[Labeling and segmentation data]
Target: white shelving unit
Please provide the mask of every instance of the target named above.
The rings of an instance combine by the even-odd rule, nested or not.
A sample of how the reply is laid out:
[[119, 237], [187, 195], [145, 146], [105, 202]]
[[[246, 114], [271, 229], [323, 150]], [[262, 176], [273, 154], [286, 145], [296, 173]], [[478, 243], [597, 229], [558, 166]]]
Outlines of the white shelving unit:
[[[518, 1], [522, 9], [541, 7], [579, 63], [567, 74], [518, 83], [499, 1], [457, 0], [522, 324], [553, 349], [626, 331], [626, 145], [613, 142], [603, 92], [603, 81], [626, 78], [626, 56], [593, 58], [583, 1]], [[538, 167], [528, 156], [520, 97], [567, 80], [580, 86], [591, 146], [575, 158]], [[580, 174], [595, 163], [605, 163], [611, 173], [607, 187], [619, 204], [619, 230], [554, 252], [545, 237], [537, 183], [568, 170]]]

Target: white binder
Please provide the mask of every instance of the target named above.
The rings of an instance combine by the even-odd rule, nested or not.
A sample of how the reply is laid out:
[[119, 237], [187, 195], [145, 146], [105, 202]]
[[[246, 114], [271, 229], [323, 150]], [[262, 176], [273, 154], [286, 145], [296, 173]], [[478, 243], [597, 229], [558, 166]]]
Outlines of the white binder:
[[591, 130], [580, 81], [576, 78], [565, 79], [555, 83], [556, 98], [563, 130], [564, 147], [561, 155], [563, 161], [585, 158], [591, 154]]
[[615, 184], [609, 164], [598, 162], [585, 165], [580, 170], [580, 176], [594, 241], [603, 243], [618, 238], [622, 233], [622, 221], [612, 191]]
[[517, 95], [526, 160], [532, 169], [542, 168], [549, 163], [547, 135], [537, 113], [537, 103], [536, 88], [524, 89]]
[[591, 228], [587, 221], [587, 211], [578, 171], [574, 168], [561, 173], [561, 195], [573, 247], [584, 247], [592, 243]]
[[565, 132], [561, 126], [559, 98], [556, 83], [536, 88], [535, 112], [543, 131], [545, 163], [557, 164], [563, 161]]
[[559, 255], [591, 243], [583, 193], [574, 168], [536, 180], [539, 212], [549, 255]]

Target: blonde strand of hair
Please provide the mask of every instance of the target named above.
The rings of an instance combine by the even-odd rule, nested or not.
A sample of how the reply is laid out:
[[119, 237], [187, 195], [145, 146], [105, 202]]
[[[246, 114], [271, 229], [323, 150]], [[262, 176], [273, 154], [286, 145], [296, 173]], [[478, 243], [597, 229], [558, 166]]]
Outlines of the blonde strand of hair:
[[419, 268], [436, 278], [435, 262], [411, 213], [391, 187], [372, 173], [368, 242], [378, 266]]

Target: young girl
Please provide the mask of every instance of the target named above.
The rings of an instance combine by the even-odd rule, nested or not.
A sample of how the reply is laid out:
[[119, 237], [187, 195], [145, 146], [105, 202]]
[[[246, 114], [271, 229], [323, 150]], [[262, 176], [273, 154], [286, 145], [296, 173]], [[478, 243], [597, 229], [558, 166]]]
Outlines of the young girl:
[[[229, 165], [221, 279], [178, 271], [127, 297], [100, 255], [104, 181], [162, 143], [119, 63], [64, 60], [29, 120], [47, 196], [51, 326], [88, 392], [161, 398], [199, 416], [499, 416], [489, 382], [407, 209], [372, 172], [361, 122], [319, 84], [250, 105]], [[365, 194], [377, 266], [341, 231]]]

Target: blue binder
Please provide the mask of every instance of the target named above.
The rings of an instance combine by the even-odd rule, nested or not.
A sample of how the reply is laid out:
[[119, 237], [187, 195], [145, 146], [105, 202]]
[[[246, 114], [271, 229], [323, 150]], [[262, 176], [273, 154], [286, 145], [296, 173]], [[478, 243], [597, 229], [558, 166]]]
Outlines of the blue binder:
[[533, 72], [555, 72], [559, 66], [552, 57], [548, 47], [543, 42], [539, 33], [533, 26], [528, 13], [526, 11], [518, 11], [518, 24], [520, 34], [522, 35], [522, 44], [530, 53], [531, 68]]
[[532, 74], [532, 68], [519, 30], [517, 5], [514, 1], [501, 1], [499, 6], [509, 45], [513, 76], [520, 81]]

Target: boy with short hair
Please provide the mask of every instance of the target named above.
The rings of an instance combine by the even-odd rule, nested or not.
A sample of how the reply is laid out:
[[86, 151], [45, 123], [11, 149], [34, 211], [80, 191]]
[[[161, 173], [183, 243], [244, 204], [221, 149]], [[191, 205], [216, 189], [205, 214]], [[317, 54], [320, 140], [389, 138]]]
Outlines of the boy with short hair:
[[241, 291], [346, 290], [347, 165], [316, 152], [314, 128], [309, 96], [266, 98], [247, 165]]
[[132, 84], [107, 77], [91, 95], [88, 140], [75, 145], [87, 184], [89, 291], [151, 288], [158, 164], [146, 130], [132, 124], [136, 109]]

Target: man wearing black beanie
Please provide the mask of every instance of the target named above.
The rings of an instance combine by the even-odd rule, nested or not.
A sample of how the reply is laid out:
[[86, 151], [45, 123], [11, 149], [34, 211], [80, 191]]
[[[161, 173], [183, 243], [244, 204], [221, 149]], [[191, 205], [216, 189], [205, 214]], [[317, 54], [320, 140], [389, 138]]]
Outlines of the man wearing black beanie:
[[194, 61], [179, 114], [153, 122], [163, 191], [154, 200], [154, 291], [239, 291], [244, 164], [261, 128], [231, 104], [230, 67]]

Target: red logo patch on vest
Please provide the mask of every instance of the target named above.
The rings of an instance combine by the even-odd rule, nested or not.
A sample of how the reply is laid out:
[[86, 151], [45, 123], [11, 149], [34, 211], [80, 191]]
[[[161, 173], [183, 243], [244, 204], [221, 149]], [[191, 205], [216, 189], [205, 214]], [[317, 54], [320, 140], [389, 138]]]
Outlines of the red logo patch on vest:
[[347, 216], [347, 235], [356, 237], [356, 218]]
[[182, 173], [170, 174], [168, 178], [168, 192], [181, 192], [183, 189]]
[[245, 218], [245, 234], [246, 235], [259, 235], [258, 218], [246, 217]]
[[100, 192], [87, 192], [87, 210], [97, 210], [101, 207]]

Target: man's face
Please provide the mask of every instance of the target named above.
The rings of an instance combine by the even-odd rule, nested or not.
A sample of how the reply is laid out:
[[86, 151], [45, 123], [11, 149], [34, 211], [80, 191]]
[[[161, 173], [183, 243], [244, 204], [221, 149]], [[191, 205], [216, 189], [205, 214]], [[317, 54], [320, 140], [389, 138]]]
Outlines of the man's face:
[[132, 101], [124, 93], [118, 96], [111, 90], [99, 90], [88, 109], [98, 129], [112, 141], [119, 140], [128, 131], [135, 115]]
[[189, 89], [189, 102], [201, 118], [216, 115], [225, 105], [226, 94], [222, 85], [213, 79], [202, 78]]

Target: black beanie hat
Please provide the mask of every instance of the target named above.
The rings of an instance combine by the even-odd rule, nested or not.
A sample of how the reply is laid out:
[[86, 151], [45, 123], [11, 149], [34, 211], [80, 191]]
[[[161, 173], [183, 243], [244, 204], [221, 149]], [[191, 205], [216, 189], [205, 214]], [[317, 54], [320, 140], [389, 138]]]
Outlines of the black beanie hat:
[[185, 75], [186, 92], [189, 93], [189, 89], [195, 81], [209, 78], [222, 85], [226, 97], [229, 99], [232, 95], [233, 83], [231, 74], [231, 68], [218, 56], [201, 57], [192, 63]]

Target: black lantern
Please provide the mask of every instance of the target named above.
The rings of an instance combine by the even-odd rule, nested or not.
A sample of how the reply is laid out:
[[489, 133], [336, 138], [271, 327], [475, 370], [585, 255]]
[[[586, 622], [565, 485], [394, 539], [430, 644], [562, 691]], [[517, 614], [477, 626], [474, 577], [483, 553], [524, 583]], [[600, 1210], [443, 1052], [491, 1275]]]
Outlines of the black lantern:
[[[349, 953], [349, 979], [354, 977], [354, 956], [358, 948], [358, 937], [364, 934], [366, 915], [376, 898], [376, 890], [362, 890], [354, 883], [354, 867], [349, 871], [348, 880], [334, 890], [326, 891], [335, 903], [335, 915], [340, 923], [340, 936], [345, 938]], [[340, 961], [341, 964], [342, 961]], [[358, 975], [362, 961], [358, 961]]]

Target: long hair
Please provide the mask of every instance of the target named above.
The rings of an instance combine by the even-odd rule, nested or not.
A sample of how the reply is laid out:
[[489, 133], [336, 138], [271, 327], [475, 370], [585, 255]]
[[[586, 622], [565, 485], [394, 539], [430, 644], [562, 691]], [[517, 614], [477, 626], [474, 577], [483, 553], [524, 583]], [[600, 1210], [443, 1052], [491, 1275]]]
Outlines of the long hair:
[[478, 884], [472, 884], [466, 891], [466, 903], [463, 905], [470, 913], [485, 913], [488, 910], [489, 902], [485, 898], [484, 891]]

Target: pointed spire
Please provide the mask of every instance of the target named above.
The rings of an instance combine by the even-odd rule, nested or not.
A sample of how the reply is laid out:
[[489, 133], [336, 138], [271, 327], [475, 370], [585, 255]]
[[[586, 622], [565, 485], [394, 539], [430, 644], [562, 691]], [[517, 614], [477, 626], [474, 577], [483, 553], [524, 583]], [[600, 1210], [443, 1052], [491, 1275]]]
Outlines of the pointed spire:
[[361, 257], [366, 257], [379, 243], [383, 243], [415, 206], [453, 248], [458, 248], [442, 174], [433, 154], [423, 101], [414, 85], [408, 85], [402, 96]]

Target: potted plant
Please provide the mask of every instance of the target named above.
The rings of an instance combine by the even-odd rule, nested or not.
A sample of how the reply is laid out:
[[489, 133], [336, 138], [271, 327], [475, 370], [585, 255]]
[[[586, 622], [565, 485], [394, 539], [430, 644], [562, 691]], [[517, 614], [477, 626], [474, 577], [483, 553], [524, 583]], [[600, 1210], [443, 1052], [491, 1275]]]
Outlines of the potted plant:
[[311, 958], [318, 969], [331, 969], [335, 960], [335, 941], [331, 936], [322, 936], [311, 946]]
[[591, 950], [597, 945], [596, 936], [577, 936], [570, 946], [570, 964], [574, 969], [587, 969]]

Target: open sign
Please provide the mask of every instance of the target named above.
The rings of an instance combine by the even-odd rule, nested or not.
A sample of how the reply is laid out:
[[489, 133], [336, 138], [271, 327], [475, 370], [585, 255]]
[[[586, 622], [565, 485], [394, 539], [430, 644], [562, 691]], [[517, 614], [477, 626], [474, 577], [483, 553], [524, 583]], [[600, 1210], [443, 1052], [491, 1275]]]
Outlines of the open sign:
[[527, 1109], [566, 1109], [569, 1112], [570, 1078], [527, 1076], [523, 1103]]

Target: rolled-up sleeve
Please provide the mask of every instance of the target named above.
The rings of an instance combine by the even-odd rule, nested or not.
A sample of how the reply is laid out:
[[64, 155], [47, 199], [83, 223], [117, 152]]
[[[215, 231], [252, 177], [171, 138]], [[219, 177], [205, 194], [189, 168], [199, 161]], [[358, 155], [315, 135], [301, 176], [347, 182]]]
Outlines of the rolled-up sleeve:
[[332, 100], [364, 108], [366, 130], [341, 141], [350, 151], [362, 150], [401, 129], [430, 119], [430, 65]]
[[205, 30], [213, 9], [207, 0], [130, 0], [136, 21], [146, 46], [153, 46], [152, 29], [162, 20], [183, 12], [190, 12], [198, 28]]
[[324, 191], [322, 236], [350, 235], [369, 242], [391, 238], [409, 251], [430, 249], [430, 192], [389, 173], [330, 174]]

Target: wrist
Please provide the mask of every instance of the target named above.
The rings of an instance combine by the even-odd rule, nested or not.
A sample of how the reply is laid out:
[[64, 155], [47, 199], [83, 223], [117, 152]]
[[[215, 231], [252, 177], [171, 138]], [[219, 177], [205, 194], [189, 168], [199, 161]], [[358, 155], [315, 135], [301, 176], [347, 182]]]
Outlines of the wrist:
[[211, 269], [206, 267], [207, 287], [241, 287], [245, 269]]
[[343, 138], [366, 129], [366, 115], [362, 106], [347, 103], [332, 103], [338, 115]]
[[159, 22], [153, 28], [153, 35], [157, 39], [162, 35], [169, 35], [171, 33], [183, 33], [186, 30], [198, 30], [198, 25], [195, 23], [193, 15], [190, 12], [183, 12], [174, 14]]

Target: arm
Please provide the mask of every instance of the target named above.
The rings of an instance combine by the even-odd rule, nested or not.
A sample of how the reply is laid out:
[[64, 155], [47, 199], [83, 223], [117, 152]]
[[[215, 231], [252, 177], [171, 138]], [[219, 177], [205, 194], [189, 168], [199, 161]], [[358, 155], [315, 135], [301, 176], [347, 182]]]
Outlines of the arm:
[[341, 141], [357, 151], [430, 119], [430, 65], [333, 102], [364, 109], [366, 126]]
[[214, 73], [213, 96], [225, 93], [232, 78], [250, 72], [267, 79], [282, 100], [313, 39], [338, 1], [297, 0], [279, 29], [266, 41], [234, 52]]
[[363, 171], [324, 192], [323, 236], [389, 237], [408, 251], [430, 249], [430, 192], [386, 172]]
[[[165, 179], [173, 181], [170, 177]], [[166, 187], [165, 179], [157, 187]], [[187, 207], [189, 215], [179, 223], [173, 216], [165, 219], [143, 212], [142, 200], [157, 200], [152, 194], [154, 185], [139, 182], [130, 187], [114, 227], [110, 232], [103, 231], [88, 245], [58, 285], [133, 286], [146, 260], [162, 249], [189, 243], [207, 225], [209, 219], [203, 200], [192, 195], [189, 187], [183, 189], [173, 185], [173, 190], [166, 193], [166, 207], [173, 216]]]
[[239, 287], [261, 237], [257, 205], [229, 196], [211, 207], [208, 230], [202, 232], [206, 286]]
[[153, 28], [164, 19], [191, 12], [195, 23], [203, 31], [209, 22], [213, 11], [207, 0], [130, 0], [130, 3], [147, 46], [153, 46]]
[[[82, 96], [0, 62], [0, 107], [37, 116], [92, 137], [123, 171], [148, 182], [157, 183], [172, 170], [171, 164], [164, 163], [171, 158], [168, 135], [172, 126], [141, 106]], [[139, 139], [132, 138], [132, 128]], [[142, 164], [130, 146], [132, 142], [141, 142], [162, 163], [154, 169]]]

### [Short task]
Rewrite the lines of the data starting at the line that contains "Target: black lantern" and ending at the line that contains "961], [358, 961]]]" as a Markdown table with the columns No. and Line, numbering each row and leaving out blank lines.

### [Solution to this task]
| No. | Line |
|---|---|
| 1 | Target: black lantern |
| 2 | Please provide the mask of every instance of the target named above. |
| 3 | The rings of an instance combine by the even-odd rule, nested or not. |
| 4 | A sample of how the reply is laid out: |
| 5 | [[489, 133], [336, 138], [271, 327], [475, 370], [585, 255]] |
| 6 | [[[586, 622], [565, 485], [394, 539], [430, 644], [562, 691]], [[517, 614], [477, 626], [474, 577], [483, 553], [524, 583]], [[600, 1210], [443, 1052], [491, 1275]]] |
| 7 | Outlines of the black lantern: |
| 8 | [[[349, 953], [349, 979], [354, 977], [354, 956], [358, 948], [358, 937], [364, 934], [366, 915], [376, 898], [376, 890], [362, 890], [354, 883], [354, 867], [349, 871], [348, 880], [334, 890], [326, 891], [335, 903], [335, 915], [340, 923], [340, 936], [345, 938]], [[340, 961], [341, 964], [342, 961]], [[358, 975], [362, 961], [358, 961]]] |